## START DATA TO PROCESS

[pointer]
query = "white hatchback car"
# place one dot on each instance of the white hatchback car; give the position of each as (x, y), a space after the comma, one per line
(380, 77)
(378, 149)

## END DATA TO PROCESS

▶ GIVEN REQUEST: Reproduce the items above with every occurrence of "hatchback" changed to "sedan", leaving everything else unchanged.

▶ WRITTEN ANSWER:
[pointer]
query = "white sedan car"
# place one dot on each instance of the white sedan car; give the position of each as (x, y), a space after the comma, one per line
(380, 77)
(378, 149)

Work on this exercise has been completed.